— start AVAILABLE DATA —

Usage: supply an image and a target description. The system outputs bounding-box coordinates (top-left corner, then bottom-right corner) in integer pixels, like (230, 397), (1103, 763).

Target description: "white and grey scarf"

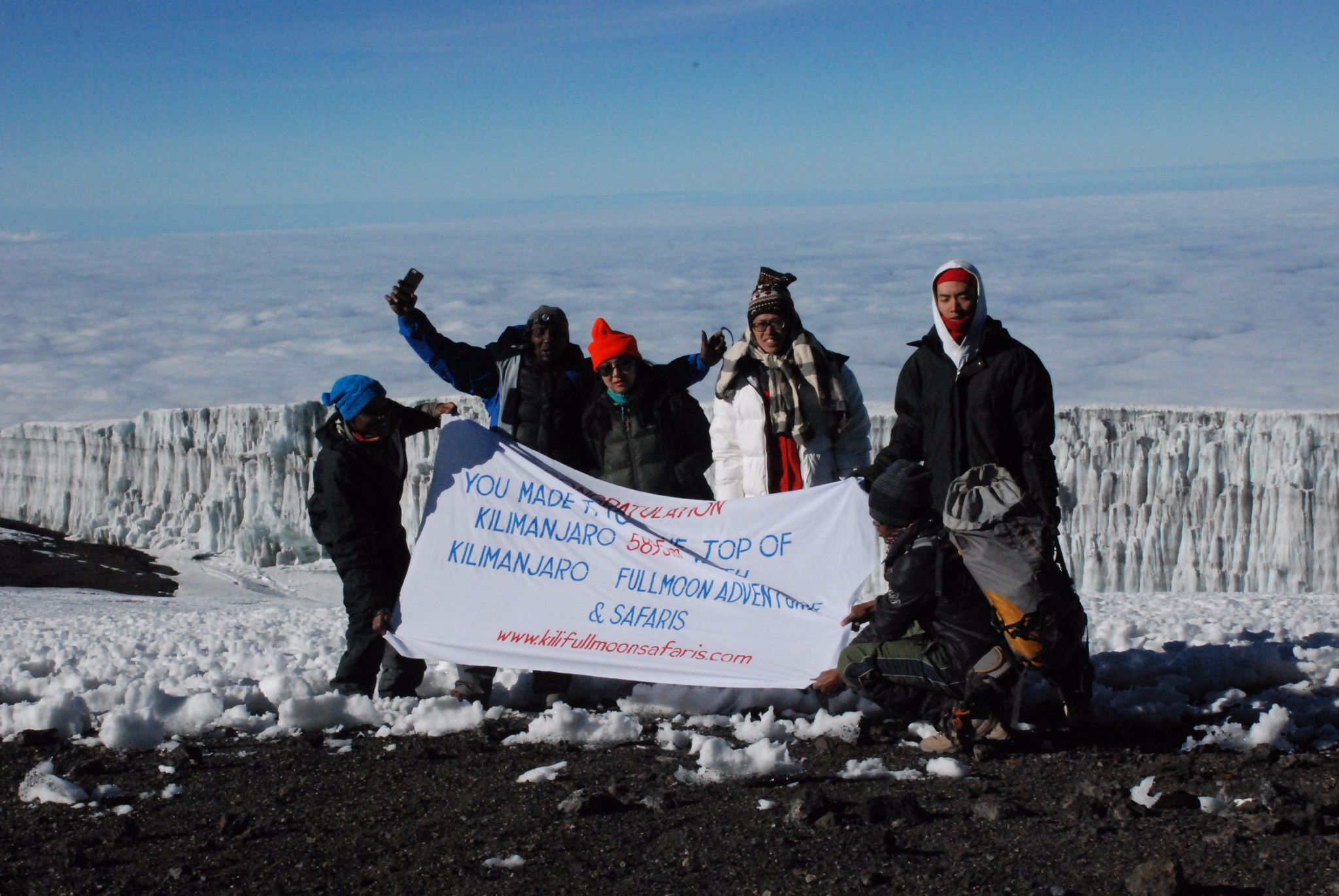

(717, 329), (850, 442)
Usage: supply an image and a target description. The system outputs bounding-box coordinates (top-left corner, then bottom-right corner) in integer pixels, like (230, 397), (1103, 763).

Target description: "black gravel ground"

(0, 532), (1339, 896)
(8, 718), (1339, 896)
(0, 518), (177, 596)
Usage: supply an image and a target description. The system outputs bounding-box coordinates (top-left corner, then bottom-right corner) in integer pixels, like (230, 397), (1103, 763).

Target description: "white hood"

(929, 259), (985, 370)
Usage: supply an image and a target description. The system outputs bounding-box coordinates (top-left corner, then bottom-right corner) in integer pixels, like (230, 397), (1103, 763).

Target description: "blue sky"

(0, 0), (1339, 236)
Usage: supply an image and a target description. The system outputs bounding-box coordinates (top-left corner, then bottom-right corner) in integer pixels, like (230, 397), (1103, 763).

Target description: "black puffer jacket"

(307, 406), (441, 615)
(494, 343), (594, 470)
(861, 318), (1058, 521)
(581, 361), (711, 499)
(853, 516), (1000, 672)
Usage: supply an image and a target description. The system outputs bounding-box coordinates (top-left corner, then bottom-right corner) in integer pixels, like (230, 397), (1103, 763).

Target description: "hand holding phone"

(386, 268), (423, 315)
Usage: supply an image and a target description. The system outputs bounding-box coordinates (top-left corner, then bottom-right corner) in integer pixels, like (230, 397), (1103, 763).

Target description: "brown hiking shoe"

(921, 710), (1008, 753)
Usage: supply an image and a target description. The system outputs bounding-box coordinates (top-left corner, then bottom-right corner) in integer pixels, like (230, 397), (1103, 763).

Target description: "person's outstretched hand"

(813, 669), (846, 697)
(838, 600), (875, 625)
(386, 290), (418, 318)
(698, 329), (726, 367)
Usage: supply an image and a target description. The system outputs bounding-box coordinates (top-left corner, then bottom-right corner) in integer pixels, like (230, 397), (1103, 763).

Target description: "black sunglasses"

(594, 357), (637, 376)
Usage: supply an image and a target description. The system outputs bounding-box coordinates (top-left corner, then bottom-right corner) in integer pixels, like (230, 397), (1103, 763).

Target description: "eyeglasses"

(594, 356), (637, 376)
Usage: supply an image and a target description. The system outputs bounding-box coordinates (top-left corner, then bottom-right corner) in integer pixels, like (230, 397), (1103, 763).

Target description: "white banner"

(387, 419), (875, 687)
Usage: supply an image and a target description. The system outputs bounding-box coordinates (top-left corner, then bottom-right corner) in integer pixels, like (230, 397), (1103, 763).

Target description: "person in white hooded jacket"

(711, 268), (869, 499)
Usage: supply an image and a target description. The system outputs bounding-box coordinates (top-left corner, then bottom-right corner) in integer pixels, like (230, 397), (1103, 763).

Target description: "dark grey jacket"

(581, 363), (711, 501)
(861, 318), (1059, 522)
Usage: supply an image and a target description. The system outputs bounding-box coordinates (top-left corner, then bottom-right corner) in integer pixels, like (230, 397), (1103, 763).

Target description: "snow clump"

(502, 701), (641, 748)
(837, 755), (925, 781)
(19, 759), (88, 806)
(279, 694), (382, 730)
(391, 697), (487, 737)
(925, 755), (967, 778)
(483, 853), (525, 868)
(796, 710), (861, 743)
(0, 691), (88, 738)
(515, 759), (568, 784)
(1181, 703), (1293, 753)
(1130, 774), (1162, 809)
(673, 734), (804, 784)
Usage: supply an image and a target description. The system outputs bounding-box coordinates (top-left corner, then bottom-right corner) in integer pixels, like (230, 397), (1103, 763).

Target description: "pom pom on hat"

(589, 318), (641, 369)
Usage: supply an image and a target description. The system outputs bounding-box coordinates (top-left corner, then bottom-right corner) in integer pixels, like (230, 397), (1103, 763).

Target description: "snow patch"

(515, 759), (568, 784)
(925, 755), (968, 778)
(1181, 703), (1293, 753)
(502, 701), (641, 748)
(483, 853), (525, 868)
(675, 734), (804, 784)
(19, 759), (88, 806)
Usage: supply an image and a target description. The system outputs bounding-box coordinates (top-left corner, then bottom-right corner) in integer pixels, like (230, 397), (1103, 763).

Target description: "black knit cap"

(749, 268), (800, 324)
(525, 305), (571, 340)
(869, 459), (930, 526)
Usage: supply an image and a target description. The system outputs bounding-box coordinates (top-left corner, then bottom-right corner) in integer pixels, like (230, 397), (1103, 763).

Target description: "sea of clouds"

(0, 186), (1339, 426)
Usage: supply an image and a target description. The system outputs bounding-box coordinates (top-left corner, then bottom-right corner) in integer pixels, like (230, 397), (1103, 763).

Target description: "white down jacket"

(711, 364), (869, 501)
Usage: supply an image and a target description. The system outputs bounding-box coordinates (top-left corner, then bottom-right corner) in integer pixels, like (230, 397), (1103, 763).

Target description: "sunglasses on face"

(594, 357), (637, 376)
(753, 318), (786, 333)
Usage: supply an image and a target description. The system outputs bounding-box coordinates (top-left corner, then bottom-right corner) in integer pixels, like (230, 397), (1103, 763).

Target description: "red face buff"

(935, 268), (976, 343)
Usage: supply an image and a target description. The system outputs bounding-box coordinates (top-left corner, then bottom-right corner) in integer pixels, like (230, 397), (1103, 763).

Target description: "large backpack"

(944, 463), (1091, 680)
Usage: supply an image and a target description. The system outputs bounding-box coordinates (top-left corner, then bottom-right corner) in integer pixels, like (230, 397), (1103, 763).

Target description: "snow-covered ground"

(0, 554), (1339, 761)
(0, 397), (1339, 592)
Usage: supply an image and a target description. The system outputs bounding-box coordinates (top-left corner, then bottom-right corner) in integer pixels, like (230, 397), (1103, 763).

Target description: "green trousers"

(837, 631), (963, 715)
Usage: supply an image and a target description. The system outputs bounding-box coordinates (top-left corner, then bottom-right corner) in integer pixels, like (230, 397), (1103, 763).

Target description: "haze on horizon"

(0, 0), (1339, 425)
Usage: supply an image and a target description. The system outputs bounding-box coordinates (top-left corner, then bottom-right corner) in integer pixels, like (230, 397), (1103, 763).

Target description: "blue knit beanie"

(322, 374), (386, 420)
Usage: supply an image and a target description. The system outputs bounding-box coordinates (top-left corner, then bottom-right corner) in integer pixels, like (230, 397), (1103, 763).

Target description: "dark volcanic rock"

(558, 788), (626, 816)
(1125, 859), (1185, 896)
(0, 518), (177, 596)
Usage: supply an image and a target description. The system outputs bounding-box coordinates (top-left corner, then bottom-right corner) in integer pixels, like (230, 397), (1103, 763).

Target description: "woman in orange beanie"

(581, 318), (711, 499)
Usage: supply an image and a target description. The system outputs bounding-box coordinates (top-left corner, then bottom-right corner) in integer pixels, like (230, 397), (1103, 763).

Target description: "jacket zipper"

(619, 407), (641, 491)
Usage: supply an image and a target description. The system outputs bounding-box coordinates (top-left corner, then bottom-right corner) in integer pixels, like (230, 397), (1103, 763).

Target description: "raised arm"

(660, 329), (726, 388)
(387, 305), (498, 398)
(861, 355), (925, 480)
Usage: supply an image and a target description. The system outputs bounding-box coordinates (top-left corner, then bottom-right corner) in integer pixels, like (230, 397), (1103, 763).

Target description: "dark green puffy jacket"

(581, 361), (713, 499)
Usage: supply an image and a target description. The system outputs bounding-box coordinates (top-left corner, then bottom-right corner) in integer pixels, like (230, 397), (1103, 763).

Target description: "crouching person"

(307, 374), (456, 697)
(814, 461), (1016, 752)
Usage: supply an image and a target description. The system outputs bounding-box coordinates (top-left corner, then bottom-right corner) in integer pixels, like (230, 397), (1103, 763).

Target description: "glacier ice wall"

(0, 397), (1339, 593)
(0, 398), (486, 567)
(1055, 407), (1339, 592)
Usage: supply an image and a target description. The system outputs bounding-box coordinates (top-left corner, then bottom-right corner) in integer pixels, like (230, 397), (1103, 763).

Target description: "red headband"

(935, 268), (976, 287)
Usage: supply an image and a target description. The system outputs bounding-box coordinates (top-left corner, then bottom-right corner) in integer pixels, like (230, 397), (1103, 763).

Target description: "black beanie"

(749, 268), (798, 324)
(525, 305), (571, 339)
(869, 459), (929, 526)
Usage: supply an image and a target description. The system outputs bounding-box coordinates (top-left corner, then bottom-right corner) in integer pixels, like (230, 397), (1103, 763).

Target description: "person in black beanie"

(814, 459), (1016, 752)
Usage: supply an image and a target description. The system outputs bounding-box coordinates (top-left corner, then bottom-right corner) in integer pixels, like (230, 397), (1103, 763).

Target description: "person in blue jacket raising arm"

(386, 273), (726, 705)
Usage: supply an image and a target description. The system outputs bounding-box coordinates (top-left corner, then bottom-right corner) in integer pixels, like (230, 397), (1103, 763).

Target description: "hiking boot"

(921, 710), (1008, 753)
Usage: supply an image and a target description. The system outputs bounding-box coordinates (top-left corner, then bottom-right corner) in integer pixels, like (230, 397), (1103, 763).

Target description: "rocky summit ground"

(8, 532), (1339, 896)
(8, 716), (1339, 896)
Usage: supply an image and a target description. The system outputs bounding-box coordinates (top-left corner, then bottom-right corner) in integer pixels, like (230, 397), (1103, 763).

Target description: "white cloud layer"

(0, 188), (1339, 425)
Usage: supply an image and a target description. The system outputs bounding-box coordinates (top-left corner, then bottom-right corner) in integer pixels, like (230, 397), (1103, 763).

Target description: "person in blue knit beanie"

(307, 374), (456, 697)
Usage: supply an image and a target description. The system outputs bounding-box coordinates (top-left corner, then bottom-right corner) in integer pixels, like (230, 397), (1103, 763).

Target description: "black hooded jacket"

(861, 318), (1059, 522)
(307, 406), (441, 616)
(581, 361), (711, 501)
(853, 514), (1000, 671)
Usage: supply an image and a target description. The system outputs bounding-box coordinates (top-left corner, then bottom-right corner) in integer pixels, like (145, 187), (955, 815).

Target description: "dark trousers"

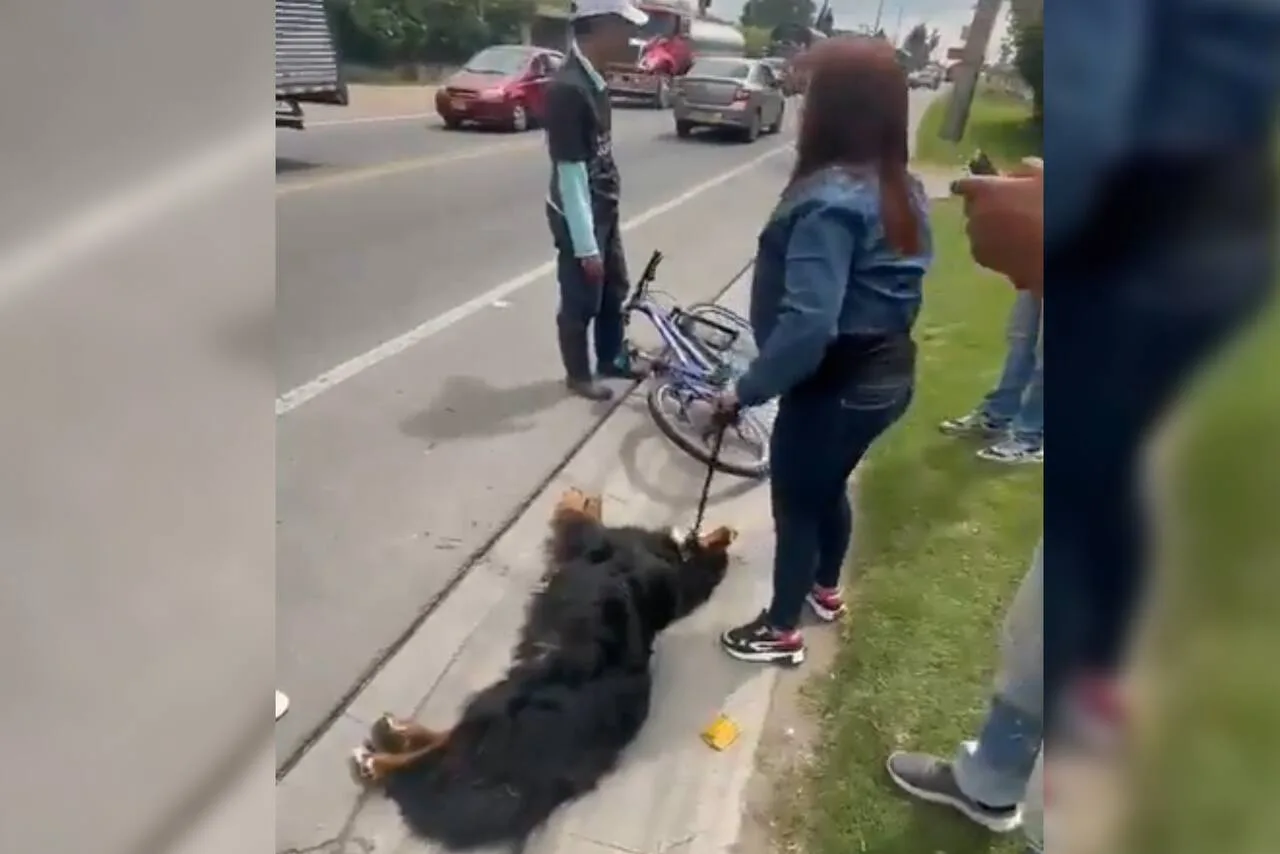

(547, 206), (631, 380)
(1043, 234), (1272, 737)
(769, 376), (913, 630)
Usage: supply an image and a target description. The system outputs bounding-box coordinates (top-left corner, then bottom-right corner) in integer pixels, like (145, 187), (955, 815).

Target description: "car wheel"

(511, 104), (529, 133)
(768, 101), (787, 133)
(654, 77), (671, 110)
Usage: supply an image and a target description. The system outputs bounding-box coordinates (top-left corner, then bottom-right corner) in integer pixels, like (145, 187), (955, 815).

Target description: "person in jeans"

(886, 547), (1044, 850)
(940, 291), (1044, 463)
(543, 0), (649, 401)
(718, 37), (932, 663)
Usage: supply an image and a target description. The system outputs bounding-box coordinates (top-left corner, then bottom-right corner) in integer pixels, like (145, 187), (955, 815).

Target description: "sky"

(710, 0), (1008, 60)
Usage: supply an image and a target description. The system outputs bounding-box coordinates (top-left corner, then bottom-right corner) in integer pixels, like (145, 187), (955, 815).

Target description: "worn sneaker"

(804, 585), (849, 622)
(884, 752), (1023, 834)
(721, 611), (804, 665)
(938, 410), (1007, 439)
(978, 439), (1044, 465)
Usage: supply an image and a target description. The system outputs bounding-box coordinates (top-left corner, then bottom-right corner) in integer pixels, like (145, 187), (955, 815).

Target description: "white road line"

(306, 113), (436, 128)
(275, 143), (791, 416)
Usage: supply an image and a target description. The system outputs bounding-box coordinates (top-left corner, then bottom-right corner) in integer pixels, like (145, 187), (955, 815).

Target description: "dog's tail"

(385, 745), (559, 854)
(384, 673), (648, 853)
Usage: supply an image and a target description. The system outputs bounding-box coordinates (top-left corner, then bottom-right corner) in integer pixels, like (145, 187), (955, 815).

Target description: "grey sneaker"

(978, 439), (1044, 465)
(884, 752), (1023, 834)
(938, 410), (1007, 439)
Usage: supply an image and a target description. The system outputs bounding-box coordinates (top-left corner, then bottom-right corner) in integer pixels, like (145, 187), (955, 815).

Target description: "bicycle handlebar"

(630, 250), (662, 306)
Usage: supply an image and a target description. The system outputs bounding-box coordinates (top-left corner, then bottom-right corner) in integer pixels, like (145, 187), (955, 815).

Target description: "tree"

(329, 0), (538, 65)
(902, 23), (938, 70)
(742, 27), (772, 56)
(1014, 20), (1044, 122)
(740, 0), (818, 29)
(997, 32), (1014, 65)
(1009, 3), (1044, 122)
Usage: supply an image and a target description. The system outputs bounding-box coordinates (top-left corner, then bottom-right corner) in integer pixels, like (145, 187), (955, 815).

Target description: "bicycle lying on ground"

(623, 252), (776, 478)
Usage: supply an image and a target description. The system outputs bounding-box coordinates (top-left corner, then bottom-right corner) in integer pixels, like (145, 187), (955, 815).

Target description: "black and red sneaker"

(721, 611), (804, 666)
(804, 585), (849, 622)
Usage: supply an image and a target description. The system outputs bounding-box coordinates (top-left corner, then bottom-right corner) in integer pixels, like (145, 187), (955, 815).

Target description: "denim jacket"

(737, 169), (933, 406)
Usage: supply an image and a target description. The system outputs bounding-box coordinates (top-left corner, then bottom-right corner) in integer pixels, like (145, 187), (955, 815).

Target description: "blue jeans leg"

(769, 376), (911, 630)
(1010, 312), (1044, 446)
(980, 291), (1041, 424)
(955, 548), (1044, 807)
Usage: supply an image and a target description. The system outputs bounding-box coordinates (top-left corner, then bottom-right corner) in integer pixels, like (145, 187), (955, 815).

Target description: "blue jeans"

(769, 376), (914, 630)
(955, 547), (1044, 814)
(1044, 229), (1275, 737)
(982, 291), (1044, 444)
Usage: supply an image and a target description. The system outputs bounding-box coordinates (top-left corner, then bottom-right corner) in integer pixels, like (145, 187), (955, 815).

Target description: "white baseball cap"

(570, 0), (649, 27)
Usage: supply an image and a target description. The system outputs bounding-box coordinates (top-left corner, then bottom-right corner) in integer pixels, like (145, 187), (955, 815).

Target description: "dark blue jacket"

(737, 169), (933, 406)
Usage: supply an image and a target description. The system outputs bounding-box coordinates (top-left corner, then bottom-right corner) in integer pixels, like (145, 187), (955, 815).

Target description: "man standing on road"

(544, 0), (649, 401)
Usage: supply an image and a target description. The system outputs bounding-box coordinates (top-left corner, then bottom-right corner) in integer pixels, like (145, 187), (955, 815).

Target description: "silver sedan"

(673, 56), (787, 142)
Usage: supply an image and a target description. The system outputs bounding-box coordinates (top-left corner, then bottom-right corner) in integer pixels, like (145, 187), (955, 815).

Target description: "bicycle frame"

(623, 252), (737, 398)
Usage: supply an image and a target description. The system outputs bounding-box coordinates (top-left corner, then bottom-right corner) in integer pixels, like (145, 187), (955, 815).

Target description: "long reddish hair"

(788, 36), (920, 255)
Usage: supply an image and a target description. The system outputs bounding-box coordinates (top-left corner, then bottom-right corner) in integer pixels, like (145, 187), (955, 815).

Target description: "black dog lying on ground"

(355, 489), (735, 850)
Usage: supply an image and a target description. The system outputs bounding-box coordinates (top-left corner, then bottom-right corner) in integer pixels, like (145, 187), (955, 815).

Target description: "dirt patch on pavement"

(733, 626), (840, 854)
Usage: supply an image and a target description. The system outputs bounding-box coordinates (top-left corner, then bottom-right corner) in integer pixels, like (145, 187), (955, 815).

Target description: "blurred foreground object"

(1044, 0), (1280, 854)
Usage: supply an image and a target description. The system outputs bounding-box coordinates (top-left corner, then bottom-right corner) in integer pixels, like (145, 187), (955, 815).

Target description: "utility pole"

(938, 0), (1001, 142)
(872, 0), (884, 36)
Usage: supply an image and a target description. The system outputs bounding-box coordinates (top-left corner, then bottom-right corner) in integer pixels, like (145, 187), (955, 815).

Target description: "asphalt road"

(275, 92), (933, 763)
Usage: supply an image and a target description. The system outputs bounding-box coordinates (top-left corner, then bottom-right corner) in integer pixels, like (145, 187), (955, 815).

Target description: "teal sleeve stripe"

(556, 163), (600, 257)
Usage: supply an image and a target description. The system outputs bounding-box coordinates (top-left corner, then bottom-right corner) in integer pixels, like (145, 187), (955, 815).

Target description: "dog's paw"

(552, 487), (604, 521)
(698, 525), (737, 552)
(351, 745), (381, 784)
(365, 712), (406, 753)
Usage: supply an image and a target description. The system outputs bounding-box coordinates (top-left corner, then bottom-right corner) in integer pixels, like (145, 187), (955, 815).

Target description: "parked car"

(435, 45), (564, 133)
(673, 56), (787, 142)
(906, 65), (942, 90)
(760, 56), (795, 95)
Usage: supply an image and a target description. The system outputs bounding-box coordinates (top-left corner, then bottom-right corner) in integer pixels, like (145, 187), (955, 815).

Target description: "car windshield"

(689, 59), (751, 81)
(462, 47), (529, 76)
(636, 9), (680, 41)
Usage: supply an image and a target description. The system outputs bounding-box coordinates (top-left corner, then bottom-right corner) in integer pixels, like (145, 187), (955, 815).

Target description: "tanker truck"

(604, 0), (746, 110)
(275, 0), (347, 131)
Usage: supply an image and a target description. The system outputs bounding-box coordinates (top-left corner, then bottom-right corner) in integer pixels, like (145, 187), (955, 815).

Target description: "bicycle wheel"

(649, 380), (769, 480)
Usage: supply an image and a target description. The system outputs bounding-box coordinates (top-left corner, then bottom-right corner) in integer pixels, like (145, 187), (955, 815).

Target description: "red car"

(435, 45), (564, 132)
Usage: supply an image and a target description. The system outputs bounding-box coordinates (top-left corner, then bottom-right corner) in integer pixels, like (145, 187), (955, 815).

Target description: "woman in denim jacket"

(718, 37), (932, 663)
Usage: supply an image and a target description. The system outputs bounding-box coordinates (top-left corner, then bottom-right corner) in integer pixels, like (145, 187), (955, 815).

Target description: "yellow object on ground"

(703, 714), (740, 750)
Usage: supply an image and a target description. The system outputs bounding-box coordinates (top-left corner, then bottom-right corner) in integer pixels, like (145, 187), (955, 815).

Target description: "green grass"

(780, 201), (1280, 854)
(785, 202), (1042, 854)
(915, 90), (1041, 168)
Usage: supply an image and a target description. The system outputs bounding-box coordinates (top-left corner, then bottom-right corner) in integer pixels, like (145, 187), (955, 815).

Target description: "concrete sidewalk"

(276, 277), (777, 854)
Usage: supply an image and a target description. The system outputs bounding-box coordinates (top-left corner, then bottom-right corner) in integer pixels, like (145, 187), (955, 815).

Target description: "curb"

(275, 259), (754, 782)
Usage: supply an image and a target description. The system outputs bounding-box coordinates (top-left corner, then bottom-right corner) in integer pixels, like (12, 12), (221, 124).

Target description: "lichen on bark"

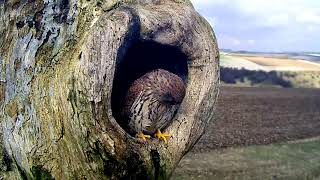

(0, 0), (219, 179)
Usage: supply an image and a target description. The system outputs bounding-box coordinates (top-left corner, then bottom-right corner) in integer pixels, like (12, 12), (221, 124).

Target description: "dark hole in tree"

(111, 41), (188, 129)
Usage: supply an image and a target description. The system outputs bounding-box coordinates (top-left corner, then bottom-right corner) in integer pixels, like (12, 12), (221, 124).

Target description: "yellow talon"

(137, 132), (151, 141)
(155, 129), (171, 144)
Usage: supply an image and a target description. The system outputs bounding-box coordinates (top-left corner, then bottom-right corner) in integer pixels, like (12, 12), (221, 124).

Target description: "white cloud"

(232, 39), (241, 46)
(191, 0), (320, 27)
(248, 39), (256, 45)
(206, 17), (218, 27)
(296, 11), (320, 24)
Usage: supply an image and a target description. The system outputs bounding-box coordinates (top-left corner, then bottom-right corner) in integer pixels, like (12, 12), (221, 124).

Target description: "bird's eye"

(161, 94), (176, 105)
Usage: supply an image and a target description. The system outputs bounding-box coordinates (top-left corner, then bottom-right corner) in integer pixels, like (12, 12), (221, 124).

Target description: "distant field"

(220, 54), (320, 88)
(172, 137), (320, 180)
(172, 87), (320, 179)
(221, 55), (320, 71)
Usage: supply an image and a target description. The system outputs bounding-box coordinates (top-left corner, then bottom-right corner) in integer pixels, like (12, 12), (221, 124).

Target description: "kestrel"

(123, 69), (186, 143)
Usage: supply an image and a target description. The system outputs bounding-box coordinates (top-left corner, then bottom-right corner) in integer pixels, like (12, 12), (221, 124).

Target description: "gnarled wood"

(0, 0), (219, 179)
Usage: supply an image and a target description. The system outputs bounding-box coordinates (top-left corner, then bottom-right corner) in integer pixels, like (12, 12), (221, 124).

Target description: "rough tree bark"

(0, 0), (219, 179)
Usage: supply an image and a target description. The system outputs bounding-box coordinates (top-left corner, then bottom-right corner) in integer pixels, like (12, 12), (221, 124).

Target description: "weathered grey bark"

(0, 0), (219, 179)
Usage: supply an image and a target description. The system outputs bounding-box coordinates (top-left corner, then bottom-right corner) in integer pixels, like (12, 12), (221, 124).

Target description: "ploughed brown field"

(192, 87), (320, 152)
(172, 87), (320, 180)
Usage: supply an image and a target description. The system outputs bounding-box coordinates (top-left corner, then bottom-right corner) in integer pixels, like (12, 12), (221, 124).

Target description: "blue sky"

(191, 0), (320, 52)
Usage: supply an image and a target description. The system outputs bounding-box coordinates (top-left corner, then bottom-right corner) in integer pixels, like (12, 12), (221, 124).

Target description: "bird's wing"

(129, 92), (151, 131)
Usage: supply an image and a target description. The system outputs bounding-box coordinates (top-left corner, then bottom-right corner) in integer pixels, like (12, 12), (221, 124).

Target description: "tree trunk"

— end AVAILABLE DATA —

* DIRECTIVE:
Can you express the stretch from the start of the rows through the line containing "(717, 329), (850, 442)" as a two-column CSV, with one CSV line per row, a request column holding the row's text and a boxes column holding its answer? Put each field in quotes, turn line breaks into spaces, and leave the pictures out.

* WORKED SOLUTION:
request,boxes
"Usage: supply an image and a target description. The system outputs bounding-box coordinates (top-left corner, then bottom-right corner) in integer pixels, like (230, 397), (1103, 763). Target description: ""white and grey scarf""","(717, 329), (850, 442)"